■ SELECTED EXTRACT ■
━━━━━━━━
Scientific medicine in Miettinen's conception of it is very different
from the two ideas about it that come to eminence in the 20th
century. To him, medicine is scientific to the extent that it has a
rational theoretical framework and a knowledge-base from medical
science. He delineates the nature of that theoretical framework and of
the research to develop the requisite knowledge for application in such
a framework. The knowledge ultimately needed is about diagnostic,
etiognostic, and prognostic probabilities, and it necessarily is to be
codified in the form of probability functions, embedded in
practice-guiding expert systems.
In these terms, today's medicine still is mostly pre-scientific, and
major innovations are needed within and around medicine for healthcare
to get to be in tune with reasonable expectations about it in this
Information Age. Thus, while the leading cause of litigation for medical
malpractice in the U.S. is failure to expeditiously and correctly
diagnose the probability of myocardial infarction in a hospital's
emergency room, this book shows that a typical modern textbook of
cardiology, just as one of medicine at large, imparts no knowledge about
the diagnostic probabilities needed in this, and that the prevailing
type of diagnostic research will not produce the requisite knowledge. If
the diagnostic pursuits in an ER would be guided by an emergency-room
diagnostic expert system, this would guarantee expert diagnoses by all
ER doctors.
Academic leaders of medicine and medical researchers concerned to
advance the knowledge-base of medicine will find a wealth of stimulus
for thinking about the deficiencies of the prevailing knowledge culture
in and surrounding medicine, and about the directions of the needed
progress toward genuinely scientific medicine.
━━━━━━━━
■ EXCERPTED RECORDS ■
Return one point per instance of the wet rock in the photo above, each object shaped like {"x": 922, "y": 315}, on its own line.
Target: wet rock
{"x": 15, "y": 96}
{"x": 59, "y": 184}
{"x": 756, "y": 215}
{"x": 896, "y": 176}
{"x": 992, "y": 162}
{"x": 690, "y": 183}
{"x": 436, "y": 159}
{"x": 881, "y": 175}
━━━━━━━━
■ TASK REQUIREMENTS ■
• 1. Translate this sentence from the passage on scientific medicine into Spanish: "He delineates the nature of that theoretical framework and of the research to develop the requisite knowledge for application in such a framework."
• 2. Answer these questions using the passage on scientific medicine:
(a) Which three kinds of probabilities is the knowledge ultimately needed about?
(b) What is the leading cause of litigation for medical malpractice in the U.S.?
(c) Who will find a wealth of stimulus for thinking about the deficiencies of the prevailing knowledge culture?
• 3. Reproduce the part of the passage on scientific medicine starting with "In these terms, today's" and going on through "ER doctors.".
The records are not needed for any of this work.

■ ANSWERS FOR THE EXERCISE ■
• 1. Él describe la naturaleza de ese marco teórico y de la investigación para desarrollar el conocimiento necesario para su aplicación en dicho marco.

• 2.
(a) Diagnostic, etiognostic, and prognostic probabilities.
(b) Failure to expeditiously and correctly diagnose the probability of myocardial infarction in a hospital's emergency room.
(c) Academic leaders of medicine and medical researchers concerned to advance the knowledge-base of medicine.

• 3.
In these terms, today's medicine still is mostly pre-scientific, and
major innovations are needed within and around medicine for healthcare
to get to be in tune with reasonable expectations about it in this
Information Age. Thus, while the leading cause of litigation for medical
malpractice in the U.S. is failure to expeditiously and correctly
diagnose the probability of myocardial infarction in a hospital's
emergency room, this book shows that a typical modern textbook of
cardiology, just as one of medicine at large, imparts no knowledge about
the diagnostic probabilities needed in this, and that the prevailing
type of diagnostic research will not produce the requisite knowledge. If
the diagnostic pursuits in an ER would be guided by an emergency-room
diagnostic expert system, this would guarantee expert diagnoses by all
ER doctors.